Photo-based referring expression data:
Start of Block
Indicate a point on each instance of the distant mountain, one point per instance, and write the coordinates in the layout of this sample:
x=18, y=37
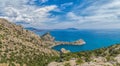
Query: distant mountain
x=72, y=29
x=33, y=29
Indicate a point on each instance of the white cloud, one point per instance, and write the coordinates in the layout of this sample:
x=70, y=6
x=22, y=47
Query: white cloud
x=97, y=15
x=20, y=11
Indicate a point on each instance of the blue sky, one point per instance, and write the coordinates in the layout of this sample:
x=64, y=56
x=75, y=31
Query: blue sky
x=61, y=14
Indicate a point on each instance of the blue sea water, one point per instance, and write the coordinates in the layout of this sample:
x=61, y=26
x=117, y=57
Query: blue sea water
x=94, y=38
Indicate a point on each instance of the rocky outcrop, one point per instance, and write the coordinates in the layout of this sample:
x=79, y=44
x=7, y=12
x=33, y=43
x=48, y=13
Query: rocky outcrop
x=22, y=47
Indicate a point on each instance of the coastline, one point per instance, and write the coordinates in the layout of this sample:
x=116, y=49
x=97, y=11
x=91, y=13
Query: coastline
x=50, y=40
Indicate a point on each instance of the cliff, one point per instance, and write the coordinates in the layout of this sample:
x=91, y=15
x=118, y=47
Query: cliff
x=20, y=47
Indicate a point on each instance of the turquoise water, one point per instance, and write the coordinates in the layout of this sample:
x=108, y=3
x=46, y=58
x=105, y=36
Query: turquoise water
x=94, y=38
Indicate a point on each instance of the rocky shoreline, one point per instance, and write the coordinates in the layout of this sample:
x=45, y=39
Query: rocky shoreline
x=50, y=40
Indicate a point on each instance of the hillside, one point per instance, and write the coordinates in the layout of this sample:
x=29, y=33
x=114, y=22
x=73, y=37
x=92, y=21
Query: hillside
x=20, y=47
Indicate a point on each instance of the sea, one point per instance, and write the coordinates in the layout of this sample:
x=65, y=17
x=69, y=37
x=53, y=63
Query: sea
x=95, y=39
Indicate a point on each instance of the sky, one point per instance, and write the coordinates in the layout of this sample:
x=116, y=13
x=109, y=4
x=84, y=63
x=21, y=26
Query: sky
x=62, y=14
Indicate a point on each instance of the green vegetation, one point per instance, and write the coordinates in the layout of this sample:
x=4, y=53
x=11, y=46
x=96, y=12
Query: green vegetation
x=23, y=47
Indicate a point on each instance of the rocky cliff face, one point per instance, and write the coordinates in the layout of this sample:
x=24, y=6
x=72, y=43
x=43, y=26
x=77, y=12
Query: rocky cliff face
x=22, y=47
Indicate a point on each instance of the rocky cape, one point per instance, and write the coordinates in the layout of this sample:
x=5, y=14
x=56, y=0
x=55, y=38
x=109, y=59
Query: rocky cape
x=51, y=42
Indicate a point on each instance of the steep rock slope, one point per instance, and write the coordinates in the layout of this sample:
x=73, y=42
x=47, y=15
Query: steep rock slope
x=22, y=47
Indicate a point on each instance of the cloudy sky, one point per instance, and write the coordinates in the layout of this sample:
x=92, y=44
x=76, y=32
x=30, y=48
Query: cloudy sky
x=60, y=14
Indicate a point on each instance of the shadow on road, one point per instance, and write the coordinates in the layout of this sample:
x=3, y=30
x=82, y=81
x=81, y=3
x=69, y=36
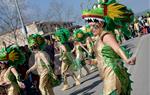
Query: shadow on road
x=86, y=89
x=97, y=75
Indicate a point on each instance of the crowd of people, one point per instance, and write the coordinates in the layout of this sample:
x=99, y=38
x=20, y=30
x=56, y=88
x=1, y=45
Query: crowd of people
x=44, y=63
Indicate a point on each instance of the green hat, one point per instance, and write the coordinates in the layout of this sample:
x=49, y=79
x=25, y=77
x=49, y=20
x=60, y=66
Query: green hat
x=113, y=14
x=36, y=40
x=12, y=55
x=79, y=35
x=62, y=35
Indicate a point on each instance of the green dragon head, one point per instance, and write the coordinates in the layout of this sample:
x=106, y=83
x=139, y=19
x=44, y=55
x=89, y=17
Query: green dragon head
x=36, y=40
x=13, y=55
x=113, y=14
x=62, y=35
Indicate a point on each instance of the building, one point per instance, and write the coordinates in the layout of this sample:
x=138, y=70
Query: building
x=18, y=37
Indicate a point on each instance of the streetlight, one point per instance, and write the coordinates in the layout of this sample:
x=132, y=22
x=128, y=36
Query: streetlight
x=21, y=19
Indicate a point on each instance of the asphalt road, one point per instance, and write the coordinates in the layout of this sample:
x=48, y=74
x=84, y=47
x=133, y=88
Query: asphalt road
x=140, y=74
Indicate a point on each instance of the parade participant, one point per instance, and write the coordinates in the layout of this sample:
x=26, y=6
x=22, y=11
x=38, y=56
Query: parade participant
x=103, y=18
x=80, y=58
x=67, y=59
x=10, y=58
x=119, y=36
x=41, y=65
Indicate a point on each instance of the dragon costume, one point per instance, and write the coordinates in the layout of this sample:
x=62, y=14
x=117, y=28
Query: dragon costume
x=47, y=78
x=68, y=63
x=11, y=56
x=114, y=16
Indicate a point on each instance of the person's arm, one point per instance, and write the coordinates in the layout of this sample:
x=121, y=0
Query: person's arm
x=85, y=49
x=44, y=57
x=31, y=69
x=21, y=85
x=110, y=40
x=73, y=49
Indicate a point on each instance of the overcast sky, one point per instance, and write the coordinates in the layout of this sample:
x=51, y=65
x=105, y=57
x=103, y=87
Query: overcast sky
x=135, y=5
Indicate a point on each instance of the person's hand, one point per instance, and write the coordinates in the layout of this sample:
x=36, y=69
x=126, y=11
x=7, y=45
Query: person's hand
x=54, y=76
x=27, y=74
x=21, y=85
x=131, y=61
x=5, y=84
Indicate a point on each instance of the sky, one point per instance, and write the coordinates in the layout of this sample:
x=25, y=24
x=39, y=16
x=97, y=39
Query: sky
x=135, y=5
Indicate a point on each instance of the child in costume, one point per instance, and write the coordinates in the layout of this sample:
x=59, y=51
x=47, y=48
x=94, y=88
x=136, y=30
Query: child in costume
x=103, y=18
x=68, y=63
x=10, y=58
x=41, y=65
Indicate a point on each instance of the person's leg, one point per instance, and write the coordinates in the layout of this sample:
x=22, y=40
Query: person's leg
x=64, y=69
x=45, y=85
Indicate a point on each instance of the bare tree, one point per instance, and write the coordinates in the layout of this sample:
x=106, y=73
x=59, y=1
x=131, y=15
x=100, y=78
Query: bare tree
x=9, y=20
x=59, y=11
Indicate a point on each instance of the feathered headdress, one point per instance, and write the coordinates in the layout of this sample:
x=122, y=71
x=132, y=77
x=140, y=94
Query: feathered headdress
x=12, y=55
x=115, y=15
x=36, y=40
x=62, y=35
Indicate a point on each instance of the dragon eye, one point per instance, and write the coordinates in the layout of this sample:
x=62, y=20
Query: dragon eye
x=95, y=6
x=99, y=6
End of Block
Exercise prompt:
Reproduce the data above line for line, excluding every picture.

Expected answer:
Indicate a point on each instance of the distant mountain, one point per instance, and write the coordinates in the layout of this sample:
x=18, y=37
Query: distant mountain
x=72, y=29
x=33, y=29
Indicate a point on each instance of the white cloud, one point per instance, and write the coordinates in the layout of this sample:
x=70, y=6
x=22, y=47
Query: white cloud
x=97, y=15
x=20, y=11
Indicate a point on each instance of the blue sky, one point per instance, and write the coordinates in the layout of this sample:
x=64, y=56
x=75, y=31
Query: blue sky
x=61, y=14
Indicate a point on each instance of the blue sea water, one point per instance, and write the coordinates in the layout of this sample:
x=61, y=26
x=117, y=57
Query: blue sea water
x=94, y=38
Indicate a point on each instance of the rocky outcrop, one point per instance, and write the coordinates in the layout of this sample:
x=79, y=44
x=7, y=12
x=33, y=43
x=48, y=13
Query: rocky outcrop
x=22, y=47
Indicate a point on each instance of the coastline, one point per instance, and write the coordinates in the layout of this sample:
x=116, y=49
x=97, y=11
x=91, y=13
Query: coastline
x=50, y=40
Indicate a point on each instance of the cliff, one point per instance, and write the coordinates in the layout of this sample:
x=91, y=15
x=118, y=47
Query: cliff
x=20, y=47
Indicate a point on each instance of the turquoise water, one point per instance, and write the coordinates in the layout of this sample:
x=108, y=3
x=46, y=58
x=105, y=36
Query: turquoise water
x=94, y=38
Indicate a point on each instance of the rocky shoreline, one point per instance, and write the coordinates in the layout of this sample:
x=45, y=39
Query: rocky shoreline
x=50, y=40
Indicate a point on each instance of the hillside, one point per instance, and write the coordinates in the layout of this sample:
x=29, y=33
x=114, y=22
x=73, y=37
x=92, y=21
Query: hillside
x=20, y=47
Indicate a point on each instance of the sea, one point per instance, and write the coordinates in the layout of this sample:
x=65, y=17
x=69, y=37
x=53, y=63
Query: sea
x=95, y=39
Indicate a point on each instance of the sky, one point per instance, and write the coordinates in the layout of this sample:
x=116, y=13
x=109, y=4
x=84, y=63
x=21, y=26
Query: sky
x=62, y=14
Indicate a point on each instance of the green vegetation, one point per instance, and write the coordinates in the layout of this sample:
x=4, y=53
x=11, y=46
x=96, y=12
Query: green vegetation
x=23, y=47
Indicate a point on each instance of the rocky cliff face, one point per instance, and write the coordinates in the layout of this sample:
x=24, y=6
x=72, y=43
x=43, y=26
x=77, y=12
Query: rocky cliff face
x=22, y=47
Indicate a point on each instance of the rocky cape, one point per instance, and write the coordinates in the layout of this sample:
x=5, y=14
x=56, y=0
x=55, y=38
x=109, y=59
Query: rocky cape
x=51, y=42
Indicate a point on each instance of the steep rock slope, one point per instance, and write the coordinates in the layout of this sample:
x=73, y=42
x=47, y=15
Query: steep rock slope
x=22, y=47
Indicate a point on each instance of the cloudy sky, one point per instance, and write the coordinates in the layout of this sample:
x=92, y=44
x=76, y=32
x=30, y=48
Query: cloudy sky
x=60, y=14
Indicate a point on each instance of the shadow on road, one point per instance, and write the coordinates in the layout of this sample:
x=3, y=30
x=82, y=81
x=81, y=3
x=69, y=36
Query: shadow on road
x=86, y=89
x=97, y=75
Indicate a point on each instance of the crowd of people, one point per instance, and write the coordinates in the layout of this sample:
x=99, y=38
x=20, y=30
x=56, y=88
x=1, y=45
Query: crowd of people
x=44, y=63
Indicate a point on each instance of the green hat, one point per instance, and write the coordinates in the layout of this sample:
x=49, y=79
x=25, y=77
x=49, y=20
x=60, y=66
Query: green hat
x=113, y=14
x=36, y=40
x=12, y=55
x=79, y=35
x=62, y=35
Indicate a point on each instance of the green dragon head, one point per instance, and write the coordinates in the layout of this sample:
x=106, y=83
x=139, y=19
x=44, y=55
x=89, y=17
Query: green dragon head
x=36, y=40
x=13, y=55
x=113, y=14
x=62, y=35
Indicate a point on each instance of the building, one point per instance, and write the coordinates in the layout of this sample:
x=138, y=70
Query: building
x=18, y=37
Indicate a point on each instance of the streetlight, one point per instance, and write the coordinates in the layout of this sample:
x=132, y=22
x=128, y=36
Query: streetlight
x=21, y=19
Indicate a point on each instance of the asphalt road, one point per instance, and write the coordinates in the layout of this sample:
x=48, y=74
x=84, y=47
x=133, y=88
Query: asphalt road
x=140, y=74
Indicate a point on each instance of the parade participant, one point per instance, and write the coordinates in the layout of this sample:
x=26, y=6
x=22, y=11
x=38, y=56
Query: parade participant
x=103, y=18
x=80, y=58
x=67, y=59
x=10, y=58
x=119, y=36
x=41, y=65
Indicate a point on each instance of the dragon costume, one point per instance, and write the coordinates in the layout of this sample:
x=62, y=14
x=117, y=28
Query: dragon costume
x=47, y=78
x=68, y=63
x=11, y=56
x=114, y=16
Indicate a point on each instance of the person's arm, one point per instance, and write the coordinates in the layout of this sample:
x=121, y=0
Query: person's arm
x=85, y=49
x=44, y=57
x=31, y=69
x=21, y=85
x=110, y=40
x=73, y=49
Indicate a point on each instance of the overcast sky, one point per instance, and write the coordinates in the layout of this sample:
x=51, y=65
x=105, y=57
x=103, y=87
Query: overcast sky
x=135, y=5
Indicate a point on each instance of the person's hand, one point per instance, and write the coordinates in the layout of this sample:
x=36, y=69
x=126, y=11
x=7, y=45
Query: person's hand
x=54, y=76
x=27, y=74
x=21, y=85
x=131, y=61
x=5, y=84
Indicate a point on each instance of the sky, one point per instance, and write the coordinates in the layout of this sample:
x=25, y=24
x=39, y=16
x=97, y=39
Query: sky
x=135, y=5
Indicate a point on each instance of the child in costume, one point per instance, and write the coordinates in the layout of this sample:
x=59, y=51
x=47, y=48
x=94, y=88
x=136, y=30
Query: child in costume
x=103, y=18
x=68, y=63
x=10, y=58
x=41, y=65
Indicate a point on each instance of the person's leg, one point per instance, and write the coordinates in the layout of this sample:
x=22, y=40
Query: person's leg
x=64, y=69
x=45, y=85
Indicate a point on each instance of the bare tree, one point per instance, and write the coordinates in the layout of this sample:
x=106, y=73
x=59, y=1
x=131, y=15
x=100, y=78
Query: bare tree
x=9, y=20
x=59, y=11
Indicate a point on each instance of the feathered headdress, one point per instance, and write the coordinates in the layout of this sample:
x=122, y=71
x=132, y=77
x=140, y=94
Query: feathered headdress
x=12, y=55
x=115, y=15
x=36, y=40
x=62, y=35
Indicate a point on each instance of the dragon eye, one point per instance, and write the coordinates in the layout of this sample:
x=62, y=20
Query: dragon eye
x=95, y=6
x=99, y=6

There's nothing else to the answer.